• _Input for this task_:

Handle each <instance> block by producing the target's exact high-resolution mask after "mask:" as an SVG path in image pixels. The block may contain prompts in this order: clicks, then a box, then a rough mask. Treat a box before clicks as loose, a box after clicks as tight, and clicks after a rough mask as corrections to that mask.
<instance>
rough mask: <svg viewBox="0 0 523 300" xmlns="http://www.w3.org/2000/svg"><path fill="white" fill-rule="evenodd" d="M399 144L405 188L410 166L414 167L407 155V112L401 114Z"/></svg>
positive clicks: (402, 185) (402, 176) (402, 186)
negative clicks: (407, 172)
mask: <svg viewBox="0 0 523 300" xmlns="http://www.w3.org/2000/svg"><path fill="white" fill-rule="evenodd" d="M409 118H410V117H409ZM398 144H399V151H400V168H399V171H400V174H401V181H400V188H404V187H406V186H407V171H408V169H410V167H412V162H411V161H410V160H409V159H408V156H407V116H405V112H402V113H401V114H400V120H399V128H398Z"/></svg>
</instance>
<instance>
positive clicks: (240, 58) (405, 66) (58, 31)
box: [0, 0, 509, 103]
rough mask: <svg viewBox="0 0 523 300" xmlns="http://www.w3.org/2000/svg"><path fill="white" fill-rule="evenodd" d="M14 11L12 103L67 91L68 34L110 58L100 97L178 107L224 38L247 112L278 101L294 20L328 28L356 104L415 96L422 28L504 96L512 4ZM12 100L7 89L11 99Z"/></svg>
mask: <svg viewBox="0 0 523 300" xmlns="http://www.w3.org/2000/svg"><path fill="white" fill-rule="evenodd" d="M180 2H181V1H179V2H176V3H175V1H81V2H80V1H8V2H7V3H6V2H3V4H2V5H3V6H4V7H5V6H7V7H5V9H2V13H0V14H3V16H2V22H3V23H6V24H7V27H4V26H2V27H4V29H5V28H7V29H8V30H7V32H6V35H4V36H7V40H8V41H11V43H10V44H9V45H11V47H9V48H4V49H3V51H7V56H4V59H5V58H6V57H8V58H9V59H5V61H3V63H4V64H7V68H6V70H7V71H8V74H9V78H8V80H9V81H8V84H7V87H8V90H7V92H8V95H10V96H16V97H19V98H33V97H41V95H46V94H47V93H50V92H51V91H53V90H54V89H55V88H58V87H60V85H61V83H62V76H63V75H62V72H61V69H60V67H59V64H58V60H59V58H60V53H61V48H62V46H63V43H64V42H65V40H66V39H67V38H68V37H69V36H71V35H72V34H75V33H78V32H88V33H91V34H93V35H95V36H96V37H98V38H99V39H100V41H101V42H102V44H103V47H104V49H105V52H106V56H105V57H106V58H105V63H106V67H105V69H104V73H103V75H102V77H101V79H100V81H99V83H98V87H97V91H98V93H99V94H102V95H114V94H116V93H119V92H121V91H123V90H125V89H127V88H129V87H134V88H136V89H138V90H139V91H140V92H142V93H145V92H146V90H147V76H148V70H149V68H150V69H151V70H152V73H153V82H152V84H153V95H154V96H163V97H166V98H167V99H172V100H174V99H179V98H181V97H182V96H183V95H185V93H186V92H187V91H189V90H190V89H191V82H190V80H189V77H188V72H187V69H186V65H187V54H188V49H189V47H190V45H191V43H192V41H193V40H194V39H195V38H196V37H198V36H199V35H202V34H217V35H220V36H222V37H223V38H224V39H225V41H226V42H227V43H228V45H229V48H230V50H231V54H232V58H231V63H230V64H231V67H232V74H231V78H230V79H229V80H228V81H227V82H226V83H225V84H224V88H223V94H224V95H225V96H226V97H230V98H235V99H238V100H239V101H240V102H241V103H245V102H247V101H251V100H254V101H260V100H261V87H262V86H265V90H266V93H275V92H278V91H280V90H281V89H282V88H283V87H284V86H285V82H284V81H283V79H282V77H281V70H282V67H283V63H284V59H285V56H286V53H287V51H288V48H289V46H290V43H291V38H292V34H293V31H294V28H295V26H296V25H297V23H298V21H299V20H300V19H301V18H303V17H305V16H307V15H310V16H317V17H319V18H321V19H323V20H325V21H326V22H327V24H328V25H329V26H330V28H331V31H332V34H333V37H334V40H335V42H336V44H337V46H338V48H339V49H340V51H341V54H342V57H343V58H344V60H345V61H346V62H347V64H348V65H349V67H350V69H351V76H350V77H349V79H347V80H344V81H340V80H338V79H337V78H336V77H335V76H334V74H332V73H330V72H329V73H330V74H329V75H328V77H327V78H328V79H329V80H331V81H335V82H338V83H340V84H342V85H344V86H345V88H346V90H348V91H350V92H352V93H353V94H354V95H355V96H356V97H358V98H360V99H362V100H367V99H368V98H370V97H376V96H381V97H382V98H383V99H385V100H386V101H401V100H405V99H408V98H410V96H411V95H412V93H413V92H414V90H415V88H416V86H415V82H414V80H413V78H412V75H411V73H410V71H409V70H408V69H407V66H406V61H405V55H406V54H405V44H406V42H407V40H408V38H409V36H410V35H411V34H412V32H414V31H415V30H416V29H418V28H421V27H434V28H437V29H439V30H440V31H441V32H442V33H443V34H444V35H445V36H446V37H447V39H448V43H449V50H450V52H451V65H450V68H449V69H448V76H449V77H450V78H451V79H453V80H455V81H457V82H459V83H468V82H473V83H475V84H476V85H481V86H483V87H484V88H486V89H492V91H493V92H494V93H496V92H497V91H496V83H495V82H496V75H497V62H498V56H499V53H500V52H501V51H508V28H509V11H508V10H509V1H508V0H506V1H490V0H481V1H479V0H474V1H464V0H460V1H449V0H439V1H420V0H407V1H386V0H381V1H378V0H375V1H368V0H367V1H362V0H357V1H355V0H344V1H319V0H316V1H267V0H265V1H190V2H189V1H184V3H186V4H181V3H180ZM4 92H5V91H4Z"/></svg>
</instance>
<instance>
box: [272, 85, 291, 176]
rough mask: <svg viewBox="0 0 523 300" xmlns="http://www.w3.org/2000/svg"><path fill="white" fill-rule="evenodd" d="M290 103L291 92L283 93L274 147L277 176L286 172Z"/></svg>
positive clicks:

• _Task instructions_: Take the entries above and set them all down again exactly as they read.

• _Result_:
Handle each <instance> block by producing the target's exact high-resolution mask after "mask:" as an SVG path in image pixels. The block may contain prompts in this order: clicks, then a box, then a rough mask. Treat a box before clicks as loose, a box after clicks as tight, and clicks after a rough mask as corrections to that mask.
<instance>
rough mask: <svg viewBox="0 0 523 300" xmlns="http://www.w3.org/2000/svg"><path fill="white" fill-rule="evenodd" d="M399 144L405 188L410 166L414 167L407 155V112L401 114Z"/></svg>
positive clicks: (402, 185) (402, 176) (402, 186)
negative clicks: (407, 172)
mask: <svg viewBox="0 0 523 300" xmlns="http://www.w3.org/2000/svg"><path fill="white" fill-rule="evenodd" d="M409 118H410V117H409ZM398 144H399V151H400V168H399V171H400V174H401V181H400V188H404V187H406V186H407V171H408V169H410V167H412V162H411V161H410V160H409V159H408V156H407V116H405V112H402V113H401V114H400V120H399V128H398Z"/></svg>
</instance>
<instance>
positive clicks: (240, 58) (405, 66) (58, 31)
box: [0, 0, 509, 103]
rough mask: <svg viewBox="0 0 523 300" xmlns="http://www.w3.org/2000/svg"><path fill="white" fill-rule="evenodd" d="M14 11L12 103L67 91L68 34L110 58L100 97L178 107L224 38L247 112L278 101L294 20L328 28L356 104L415 96L422 28L504 96L512 4ZM12 100L7 89L11 99Z"/></svg>
mask: <svg viewBox="0 0 523 300" xmlns="http://www.w3.org/2000/svg"><path fill="white" fill-rule="evenodd" d="M180 2H181V1H179V2H176V3H175V1H81V2H80V1H8V2H7V3H6V2H3V4H2V5H3V6H4V7H5V6H7V7H5V9H2V13H0V14H3V16H2V22H3V23H6V24H7V27H4V26H2V27H4V29H5V28H7V29H8V30H7V32H6V35H4V36H7V40H8V41H11V43H10V44H9V45H11V47H9V48H4V49H3V51H7V56H4V59H5V58H6V57H8V58H9V59H5V61H3V63H4V64H7V68H6V70H7V71H8V74H9V78H8V80H9V81H8V84H7V87H8V90H7V92H8V95H10V96H16V97H19V98H33V97H41V95H46V94H47V93H50V92H51V91H53V90H54V89H55V88H58V87H60V85H61V83H62V76H63V75H62V72H61V69H60V67H59V64H58V60H59V58H60V53H61V48H62V46H63V43H64V42H65V40H66V39H67V38H68V37H69V36H71V35H72V34H75V33H78V32H88V33H91V34H93V35H95V36H96V37H98V38H99V39H100V41H101V42H102V44H103V47H104V49H105V52H106V56H105V57H106V58H105V63H106V67H105V69H104V73H103V75H102V77H101V79H100V81H99V83H98V87H97V91H98V93H99V94H102V95H114V94H116V93H119V92H121V91H123V90H125V89H127V88H129V87H134V88H136V89H138V90H139V91H140V92H142V93H145V92H146V90H147V76H148V70H149V68H150V69H151V70H152V73H153V82H152V84H153V95H154V96H163V97H166V98H167V99H172V100H174V99H179V98H181V97H182V96H183V95H185V93H186V92H187V91H189V90H190V89H191V82H190V80H189V77H188V72H187V69H186V65H187V54H188V49H189V47H190V45H191V43H192V41H193V40H194V39H195V38H196V37H198V36H199V35H202V34H217V35H220V36H222V37H223V38H224V39H225V41H226V42H227V43H228V45H229V48H230V50H231V54H232V58H231V63H230V64H231V67H232V74H231V78H230V79H229V80H228V81H227V82H226V83H225V84H224V88H223V94H224V95H225V96H226V97H230V98H235V99H238V100H239V101H240V102H241V103H245V102H247V101H251V100H254V101H260V100H261V87H262V86H265V90H266V93H275V92H278V91H280V90H281V89H282V88H283V87H284V86H285V82H284V81H283V79H282V77H281V70H282V67H283V63H284V59H285V56H286V53H287V51H288V48H289V46H290V43H291V38H292V34H293V31H294V28H295V26H296V25H297V23H298V21H299V20H300V19H301V18H303V17H305V16H307V15H310V16H317V17H319V18H321V19H323V20H325V21H326V22H327V24H328V25H329V26H330V28H331V31H332V34H333V37H334V40H335V42H336V44H337V46H338V48H339V49H340V51H341V54H342V57H343V58H344V60H345V61H346V62H347V64H348V65H349V67H350V69H351V76H350V77H349V79H347V80H344V81H340V80H338V79H337V78H336V77H335V76H334V74H332V73H330V72H329V73H330V74H329V75H328V77H327V78H328V79H329V80H331V81H335V82H338V83H340V84H342V85H344V86H345V88H346V90H348V91H350V92H352V93H353V94H354V95H355V96H356V97H358V98H360V99H362V100H367V99H368V98H370V97H376V96H381V97H382V98H383V99H385V100H386V101H401V100H405V99H408V98H410V96H411V95H412V93H413V92H414V90H415V88H416V86H415V82H414V80H413V78H412V75H411V73H410V71H409V70H408V69H407V66H406V61H405V55H406V54H405V44H406V42H407V40H408V38H409V36H410V35H411V34H412V32H414V31H415V30H416V29H418V28H421V27H434V28H437V29H439V30H440V31H441V32H442V33H443V34H444V35H445V36H446V37H447V39H448V43H449V50H450V52H451V65H450V68H449V69H448V76H449V77H450V78H451V79H453V80H455V81H457V82H459V83H468V82H473V83H475V84H476V85H481V86H483V87H484V88H486V89H492V91H493V92H494V93H496V92H497V91H496V83H495V82H496V75H497V62H498V56H499V53H500V52H501V51H508V28H509V11H508V10H509V1H508V0H506V1H490V0H481V1H479V0H474V1H464V0H460V1H449V0H439V1H420V0H407V1H386V0H381V1H378V0H375V1H368V0H367V1H362V0H357V1H355V0H344V1H319V0H316V1H267V0H265V1H190V2H189V1H184V3H186V4H181V3H180ZM4 92H5V91H4Z"/></svg>
</instance>
<instance>
box: [272, 85, 291, 176]
rough mask: <svg viewBox="0 0 523 300" xmlns="http://www.w3.org/2000/svg"><path fill="white" fill-rule="evenodd" d="M290 103L291 92L283 93L274 147L277 176L286 172Z"/></svg>
positive clicks:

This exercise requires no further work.